Passage to read: Begin

The 2013 Christmas mantel. For closeups, click on the Church and each of the thirteen
houses.
For a widescreen version of this mantel village, click here.
The Skater Athletes' Rink (Houses, 1, 2 and 3):
The village has been under stress of late. It seems that for every good thing that happens, a terrible thing happens to cancel it out. The marching-band parade was so much fun a couple of years ago, but then Mrs. Lavinia Pittman, the mayor's philanthropist wife who paid for it, put her foot down and said, "Too much money. No more." And that was that. The children were so sad. And last year the village lost one of its most beloved denizens, Papa Ted; there would be no more of his toy train displays, no more saxophone performances, that so delighted the children. Of course, the village now has a wonderful hospital, thanks again to Mrs. Pittman -- but that isn't exactly something the children look forward to seeing. Needles! Who likes needles?
The Villagers' Skating Rink (Houses 4, 5, 6 and the Church):
To soothe the villagers' rumpled feelings over being excluded from their usual skating rink, the Winter Sports committee has come up with the funding (from Lavinia Pittman, who else?) to install a second rink in front of Father Andrew's church. The aging priest doesn't mind at all. He enjoys the merriment, and besides, it's good for walk-in business. Mrs. Pettifore pauses to ask whether there is anything that he still needs for the parish pot-luck the following day, and Father Andrew has to think. "I did make a note somewhere," he tells her, and then: "Ah! I remember. We're light on teaspoons." "Done," said Mrs. Pettifore. Being an enthusiastic shopper, she has many sets of cutlery in her very large home, and everyone knows to go to her for village events that are short of supplies.
As for the rink itself, it's much more populated and not quite as groomed as the competitors' rink. Gouges in the ice, refrozen lumps and just too many skaters make for a lot of falling down, most of it in fun. Who can get angry on ice? And besides, Father Andrew has had his organist play the liveliest carols she knows; their notes echo through the church and spill out over the skaters, giving many would-be singles and pairs Olympians something to (try to) dance to. All in all, the temporary rink is working out well. It will be even better when Sam Rickens gets done sweeping away the ice shavings.

Passage to read: End
Record set: Begin

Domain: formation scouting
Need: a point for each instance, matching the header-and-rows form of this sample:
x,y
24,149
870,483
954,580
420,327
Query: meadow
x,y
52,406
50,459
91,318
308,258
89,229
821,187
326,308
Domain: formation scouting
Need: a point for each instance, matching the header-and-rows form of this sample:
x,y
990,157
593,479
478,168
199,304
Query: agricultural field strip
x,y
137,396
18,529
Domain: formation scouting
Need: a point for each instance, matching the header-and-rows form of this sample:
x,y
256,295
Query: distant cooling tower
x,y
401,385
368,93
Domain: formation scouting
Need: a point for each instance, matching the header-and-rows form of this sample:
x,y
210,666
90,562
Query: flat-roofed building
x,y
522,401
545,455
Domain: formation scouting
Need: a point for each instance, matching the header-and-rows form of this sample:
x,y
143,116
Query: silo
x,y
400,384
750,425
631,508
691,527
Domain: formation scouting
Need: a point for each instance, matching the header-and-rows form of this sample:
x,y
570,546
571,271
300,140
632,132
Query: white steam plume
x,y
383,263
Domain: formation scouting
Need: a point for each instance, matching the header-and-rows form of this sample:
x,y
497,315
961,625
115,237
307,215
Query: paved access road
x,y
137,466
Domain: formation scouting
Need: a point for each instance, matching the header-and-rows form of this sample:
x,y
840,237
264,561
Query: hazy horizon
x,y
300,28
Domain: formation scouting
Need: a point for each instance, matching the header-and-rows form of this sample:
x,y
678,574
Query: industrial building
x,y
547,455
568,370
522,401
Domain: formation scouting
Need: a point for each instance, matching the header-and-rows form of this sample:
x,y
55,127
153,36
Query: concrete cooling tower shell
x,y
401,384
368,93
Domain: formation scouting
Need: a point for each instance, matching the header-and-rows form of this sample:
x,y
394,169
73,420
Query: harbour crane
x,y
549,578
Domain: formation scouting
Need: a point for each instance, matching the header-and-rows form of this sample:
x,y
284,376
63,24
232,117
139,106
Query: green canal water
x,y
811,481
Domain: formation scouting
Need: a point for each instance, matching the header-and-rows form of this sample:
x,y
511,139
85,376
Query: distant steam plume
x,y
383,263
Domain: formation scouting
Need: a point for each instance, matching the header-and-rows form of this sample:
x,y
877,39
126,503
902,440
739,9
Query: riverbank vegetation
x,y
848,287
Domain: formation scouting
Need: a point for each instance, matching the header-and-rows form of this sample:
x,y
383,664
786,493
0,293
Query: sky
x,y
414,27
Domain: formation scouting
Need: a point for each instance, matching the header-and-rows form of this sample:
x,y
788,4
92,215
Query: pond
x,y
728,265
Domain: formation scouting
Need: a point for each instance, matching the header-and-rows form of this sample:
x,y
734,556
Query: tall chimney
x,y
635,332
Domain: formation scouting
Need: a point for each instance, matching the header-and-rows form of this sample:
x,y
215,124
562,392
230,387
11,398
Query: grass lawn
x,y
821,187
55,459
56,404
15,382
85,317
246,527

Record set: End

Tasks to perform:
• a. Answer these questions from the Christmas mantel village text.
(i) Who paid for the marching-band parade?
(ii) What does Father Andrew say the parish is light on for the pot-luck?
(iii) Who is sweeping away the ice shavings?
• b. Reproduce the Christmas mantel village text from "The 2013 Christmas" up to and including "village, click here.".
• c. Say whether each statement agrees with the Christmas mantel village text. Give yes or no and quote the words that decide it.
(i) The second rink was put in front of Father Andrew's church.
(ii) Papa Ted played the trumpet for the children.
(iii) The villagers' rink is less crowded than the competitors' rink.

Your responses:
• a.
(i) Mrs. Lavinia Pittman, the mayor's philanthropist wife
(ii) Teaspoons
(iii) Sam Rickens

• b.
The 2013 Christmas mantel. For closeups, click on the Church and each of the thirteen
houses.
For a widescreen version of this mantel village, click here.

• c.
(i) Yes: "to install a second rink in front of Father Andrew's church"
(ii) No: "there would be no more of his toy train displays, no more saxophone performances"
(iii) No: "it's much more populated and not quite as groomed as the competitors' rink"